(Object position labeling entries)
################

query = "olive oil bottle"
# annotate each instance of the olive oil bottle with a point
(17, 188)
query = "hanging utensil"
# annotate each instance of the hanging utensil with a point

################

> **Exercise goal**: Copy out every line of the records above exactly as they stand.

> **Expected answer**:
query = "olive oil bottle"
# annotate each instance of the olive oil bottle with a point
(17, 188)
query = "hanging utensil"
# annotate each instance of the hanging utensil with a point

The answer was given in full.